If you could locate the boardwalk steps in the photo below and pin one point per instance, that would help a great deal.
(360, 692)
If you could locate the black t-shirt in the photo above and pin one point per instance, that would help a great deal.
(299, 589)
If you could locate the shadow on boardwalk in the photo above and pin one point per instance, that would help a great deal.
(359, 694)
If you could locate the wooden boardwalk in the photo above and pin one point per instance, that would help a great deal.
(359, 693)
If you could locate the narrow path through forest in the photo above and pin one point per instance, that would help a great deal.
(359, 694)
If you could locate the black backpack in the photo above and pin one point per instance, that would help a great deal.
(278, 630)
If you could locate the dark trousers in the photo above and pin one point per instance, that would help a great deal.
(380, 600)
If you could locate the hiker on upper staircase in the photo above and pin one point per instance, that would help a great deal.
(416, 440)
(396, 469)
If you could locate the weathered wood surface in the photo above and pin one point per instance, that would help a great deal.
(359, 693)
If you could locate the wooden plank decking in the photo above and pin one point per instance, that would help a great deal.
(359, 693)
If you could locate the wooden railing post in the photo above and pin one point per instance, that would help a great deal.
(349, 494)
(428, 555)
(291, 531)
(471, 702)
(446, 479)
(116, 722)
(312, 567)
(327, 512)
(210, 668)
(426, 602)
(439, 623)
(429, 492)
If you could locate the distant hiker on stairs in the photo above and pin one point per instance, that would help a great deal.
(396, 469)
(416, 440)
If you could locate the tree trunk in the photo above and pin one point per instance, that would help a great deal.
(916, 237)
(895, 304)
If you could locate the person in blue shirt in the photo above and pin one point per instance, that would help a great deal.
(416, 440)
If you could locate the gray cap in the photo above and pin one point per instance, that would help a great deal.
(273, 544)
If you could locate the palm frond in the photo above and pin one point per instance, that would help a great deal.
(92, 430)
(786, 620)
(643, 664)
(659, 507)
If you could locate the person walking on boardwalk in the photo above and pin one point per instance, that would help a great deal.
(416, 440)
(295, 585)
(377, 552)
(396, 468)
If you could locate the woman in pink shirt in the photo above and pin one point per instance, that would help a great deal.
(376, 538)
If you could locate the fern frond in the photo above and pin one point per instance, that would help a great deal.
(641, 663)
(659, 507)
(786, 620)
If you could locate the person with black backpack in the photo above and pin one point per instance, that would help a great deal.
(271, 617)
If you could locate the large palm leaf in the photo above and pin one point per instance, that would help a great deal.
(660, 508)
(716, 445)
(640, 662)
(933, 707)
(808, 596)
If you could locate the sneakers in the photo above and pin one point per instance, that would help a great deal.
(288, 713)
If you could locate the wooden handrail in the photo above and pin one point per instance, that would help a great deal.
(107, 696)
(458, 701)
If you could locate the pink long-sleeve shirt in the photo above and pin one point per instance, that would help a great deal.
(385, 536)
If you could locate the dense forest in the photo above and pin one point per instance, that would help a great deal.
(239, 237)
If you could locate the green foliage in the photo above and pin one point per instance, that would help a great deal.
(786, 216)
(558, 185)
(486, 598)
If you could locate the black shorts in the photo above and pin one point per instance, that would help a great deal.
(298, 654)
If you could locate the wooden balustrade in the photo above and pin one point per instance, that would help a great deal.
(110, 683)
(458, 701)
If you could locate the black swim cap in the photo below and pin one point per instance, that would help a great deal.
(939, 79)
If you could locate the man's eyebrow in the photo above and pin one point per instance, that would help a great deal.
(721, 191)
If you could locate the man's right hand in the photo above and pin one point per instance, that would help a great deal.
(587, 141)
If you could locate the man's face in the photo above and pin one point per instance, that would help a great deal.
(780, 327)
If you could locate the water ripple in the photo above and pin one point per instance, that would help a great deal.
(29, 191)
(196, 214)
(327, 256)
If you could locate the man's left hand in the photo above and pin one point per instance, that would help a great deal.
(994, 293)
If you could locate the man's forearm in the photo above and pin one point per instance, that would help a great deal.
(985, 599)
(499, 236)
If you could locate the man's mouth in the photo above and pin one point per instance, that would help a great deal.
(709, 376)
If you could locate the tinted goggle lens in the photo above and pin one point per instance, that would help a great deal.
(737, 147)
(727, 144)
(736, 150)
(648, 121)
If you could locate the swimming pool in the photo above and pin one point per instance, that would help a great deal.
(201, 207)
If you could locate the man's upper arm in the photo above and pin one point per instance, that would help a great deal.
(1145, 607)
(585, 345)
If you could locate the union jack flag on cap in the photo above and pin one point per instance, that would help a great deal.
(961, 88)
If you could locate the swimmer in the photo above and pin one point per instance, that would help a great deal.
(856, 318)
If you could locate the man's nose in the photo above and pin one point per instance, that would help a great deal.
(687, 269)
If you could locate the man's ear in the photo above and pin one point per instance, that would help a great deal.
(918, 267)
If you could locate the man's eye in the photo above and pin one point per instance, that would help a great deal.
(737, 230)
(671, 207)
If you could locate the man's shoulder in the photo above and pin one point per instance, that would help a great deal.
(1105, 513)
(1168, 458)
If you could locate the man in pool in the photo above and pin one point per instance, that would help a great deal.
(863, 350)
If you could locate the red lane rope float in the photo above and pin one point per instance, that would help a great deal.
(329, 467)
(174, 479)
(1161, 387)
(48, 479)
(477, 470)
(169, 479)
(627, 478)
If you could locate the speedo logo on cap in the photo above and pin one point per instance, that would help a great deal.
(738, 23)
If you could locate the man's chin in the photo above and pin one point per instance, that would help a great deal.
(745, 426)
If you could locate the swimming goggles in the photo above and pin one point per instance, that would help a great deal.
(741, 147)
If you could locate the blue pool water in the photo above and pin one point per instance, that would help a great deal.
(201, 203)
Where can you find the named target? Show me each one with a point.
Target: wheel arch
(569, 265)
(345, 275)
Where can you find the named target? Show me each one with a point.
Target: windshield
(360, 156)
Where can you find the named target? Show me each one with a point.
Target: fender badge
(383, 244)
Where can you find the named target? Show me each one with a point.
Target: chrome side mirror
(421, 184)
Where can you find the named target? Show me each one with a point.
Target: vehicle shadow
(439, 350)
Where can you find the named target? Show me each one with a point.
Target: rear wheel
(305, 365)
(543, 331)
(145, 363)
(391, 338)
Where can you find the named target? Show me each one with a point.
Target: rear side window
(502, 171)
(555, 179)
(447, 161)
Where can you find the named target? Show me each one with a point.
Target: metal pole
☆ ☆ ☆ ☆
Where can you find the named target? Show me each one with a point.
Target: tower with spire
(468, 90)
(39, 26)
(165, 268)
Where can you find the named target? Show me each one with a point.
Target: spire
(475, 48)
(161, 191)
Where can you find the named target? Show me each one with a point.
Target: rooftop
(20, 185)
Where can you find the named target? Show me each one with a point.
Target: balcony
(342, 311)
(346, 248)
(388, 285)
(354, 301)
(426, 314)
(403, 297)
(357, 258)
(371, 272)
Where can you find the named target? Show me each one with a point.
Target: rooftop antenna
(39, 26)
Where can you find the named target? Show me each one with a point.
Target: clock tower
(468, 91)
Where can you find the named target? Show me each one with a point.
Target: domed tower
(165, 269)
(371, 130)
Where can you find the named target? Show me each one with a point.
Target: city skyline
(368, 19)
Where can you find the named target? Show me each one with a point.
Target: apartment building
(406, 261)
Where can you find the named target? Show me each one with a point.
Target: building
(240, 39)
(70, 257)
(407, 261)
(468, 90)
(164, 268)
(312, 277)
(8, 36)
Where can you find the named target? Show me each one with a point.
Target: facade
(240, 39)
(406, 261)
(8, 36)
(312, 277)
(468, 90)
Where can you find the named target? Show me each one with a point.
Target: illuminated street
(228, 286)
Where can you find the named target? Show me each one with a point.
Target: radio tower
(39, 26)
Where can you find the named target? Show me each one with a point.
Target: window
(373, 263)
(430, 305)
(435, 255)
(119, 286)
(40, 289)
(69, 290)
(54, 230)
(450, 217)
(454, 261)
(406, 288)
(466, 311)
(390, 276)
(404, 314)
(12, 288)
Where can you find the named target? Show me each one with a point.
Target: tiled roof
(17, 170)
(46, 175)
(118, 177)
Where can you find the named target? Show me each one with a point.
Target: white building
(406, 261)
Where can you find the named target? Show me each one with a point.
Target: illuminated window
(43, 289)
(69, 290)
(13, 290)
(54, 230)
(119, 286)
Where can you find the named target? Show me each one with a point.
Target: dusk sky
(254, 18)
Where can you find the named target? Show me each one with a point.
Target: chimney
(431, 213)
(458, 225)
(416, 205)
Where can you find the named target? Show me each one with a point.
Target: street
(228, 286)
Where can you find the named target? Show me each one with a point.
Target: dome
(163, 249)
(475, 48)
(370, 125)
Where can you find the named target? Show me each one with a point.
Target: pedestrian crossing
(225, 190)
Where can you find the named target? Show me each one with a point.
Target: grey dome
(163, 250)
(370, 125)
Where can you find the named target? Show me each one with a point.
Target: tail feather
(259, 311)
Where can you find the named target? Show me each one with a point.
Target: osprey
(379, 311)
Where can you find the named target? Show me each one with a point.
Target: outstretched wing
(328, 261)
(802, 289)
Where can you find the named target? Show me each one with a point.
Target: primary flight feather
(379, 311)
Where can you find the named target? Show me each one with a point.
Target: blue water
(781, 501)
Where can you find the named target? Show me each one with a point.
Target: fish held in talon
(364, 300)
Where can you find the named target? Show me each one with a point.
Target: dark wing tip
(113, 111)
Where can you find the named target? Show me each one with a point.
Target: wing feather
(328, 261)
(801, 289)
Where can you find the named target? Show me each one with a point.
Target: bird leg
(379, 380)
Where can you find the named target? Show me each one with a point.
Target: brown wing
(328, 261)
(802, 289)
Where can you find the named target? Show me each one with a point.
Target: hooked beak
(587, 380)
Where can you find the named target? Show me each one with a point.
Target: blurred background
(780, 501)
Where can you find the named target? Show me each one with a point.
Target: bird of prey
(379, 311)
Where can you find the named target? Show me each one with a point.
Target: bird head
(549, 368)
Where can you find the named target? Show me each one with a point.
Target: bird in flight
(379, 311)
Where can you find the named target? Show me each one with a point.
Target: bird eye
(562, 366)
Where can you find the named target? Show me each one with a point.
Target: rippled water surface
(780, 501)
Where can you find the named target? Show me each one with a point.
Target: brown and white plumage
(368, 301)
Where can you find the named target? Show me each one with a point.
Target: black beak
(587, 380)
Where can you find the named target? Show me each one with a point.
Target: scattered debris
☆ ☆ ☆ ☆
▶ Exercise goal
Take the lines above from the one containing "Target: bird eye" down to the one containing "Target: scattered debris", and transcribe them exactly, both ends included.

▶ Solution to the problem
Target: bird eye
(562, 366)
Where can you find the named target? Show me each one with a point.
Target: rippled water surface
(780, 501)
Where can you find the named target? Show me each one with a point.
Target: brown and white plumage
(368, 301)
Where can you find the named target? Show me each one with a point.
Target: black beak
(587, 380)
Where can you find the named target? Show me each one with a point.
Target: scattered debris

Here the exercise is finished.